# [Consignes]
A - Pouvez-vous recopier le passage de l'extrait qui commence par « Les J.L se retrouvent » et se poursuit jusqu'à « mandats ndlr ). », en remplaçant « samedi » par « dimanche » ?
B - D'après l'extrait, dans quel but les A.G changent-elles les mandats ?
C - Les affirmations suivantes concordent-elles avec l'extrait ? Répondez par oui ou par non, en citant à chaque fois les mots décisifs du texte. (i) Le groupe existe depuis 1992. (ii) Les mandatés peuvent décider seuls du mode d'action du groupe. (iii) Les positions du groupe imposent le végétarisme.

Les Jeunes Libertaires de Toulouse sont proches de la C.N.T/A.I.T. Ils tiennent une permanence à leur local au 7, rue St Rémésy de 15 heures à 19 heures.
Vous pouvez commander leur excellent canard « Il était une fois la révolution, con! » au prix de 0,9 Euros port compris à leur adresse.

 

1). Bon, tout d'abord, si vous voulez bien vous présenter: historique, qui est aux J.L, contre quoi vous vous placez?

C'est un groupe qui date de 1992 regroupant des gens âgés de moins de 25 ans et qui luttent pour propager les idées libertaires. Toute personne peut rejoindre le groupe - de toutes classes sociales, sans discrimination de sexe ni de race - qui a bien évidemment envie de lutter contre cette société. Les membres sont plutôt lycéens et étudiants (quelques-uns travaillent aussi) mais pas d'exclusif, tout le monde peut en être membre. On se place contre l'Etat, les patrons, la police, les contrôleurs de bus/vigiles, etc... Contre la hiérarchie et l'exploitation. Mais les positions du groupe ne tiennent pas compte de certains choix nutritifs et philosophiques (comme le végétarisme, même si plusieurs JL sont végétariens).

 

2). Comment sont organisés les J.L?

Les J.L se retrouvent au local tous les samedi après-midi pour faire une réunion. Il y a deux mandatés pour le journal, un pour la trésorerie et un pour les contacts ( bien entendu, tous ces mandatés sont révocables à tout moment s'ils ne tiennent pas compte de leurs mandats ndlr ).
Des A.G ont lieu assez régulièrement pour remettre en question le fonctionnement interne des J.L: décider des actions globales à venir et changer les mandats de façon à ce que ce ne soit pas des "rôles définitifs". Les mandats sont des mandats "techniques", c'est à dire que les mandatés n'ont pas la possibilité de prendre de décisions: tout ce qui est décision collective (mode d'action ou politique du groupe) est pris en commun. Il s'agit donc d'un fonctionnement réellement autogestionnaire où toutes les décisions sont prises en commun.

 

3). Quelle est votre implantation sur Toulouse: on vous connait bien? Etes-vous "présents" et actifs? Quel terrain privilégiez-vous (lycées, facs, endroits publics, manifestations,...)?

On essaie d'être un maximum présent dans les lycées et les facultés: on tient quand même deux tables de presse (une à la fac de science Paul Sabatier -ce n'est plus le cas aujourd'hui- et une à la fac de lettres au Mirail). Mais sinon, pour l'implantation sur Toulouse, tout dépend du nombre de militants et d'activités qu'on peut fournir: il ne s'agit pas de s'épuiser pendant 6 mois pour repartir ensuite à zéro. On participe aussi à des interventions ponctuelles sur la voie publique. Dans les lycées, on commence à être reconnus, pareil dans les facs, même si c'est un peu plus dur...

# [Données sources]
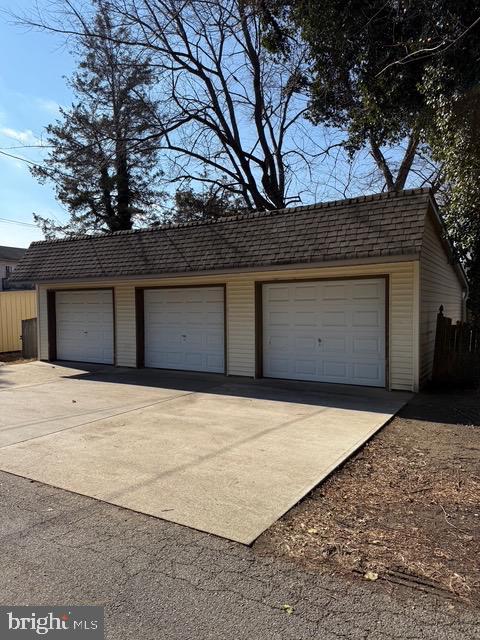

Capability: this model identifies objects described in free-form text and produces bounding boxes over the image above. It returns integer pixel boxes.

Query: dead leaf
[282,604,295,616]
[363,571,378,580]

# [Corrigés]
A -
Les J.L se retrouvent au local tous les dimanche après-midi pour faire une réunion. Il y a deux mandatés pour le journal, un pour la trésorerie et un pour les contacts ( bien entendu, tous ces mandatés sont révocables à tout moment s'ils ne tiennent pas compte de leurs mandats ndlr ).

B - Les A.G changent les mandats pour que ceux-ci ne deviennent pas des « rôles définitifs ».

C -
(i) Oui : « C'est un groupe qui date de 1992 ».
(ii) Non : « les mandatés n'ont pas la possibilité de prendre de décisions ».
(iii) Non : « les positions du groupe ne tiennent pas compte de certains choix nutritifs et philosophiques ».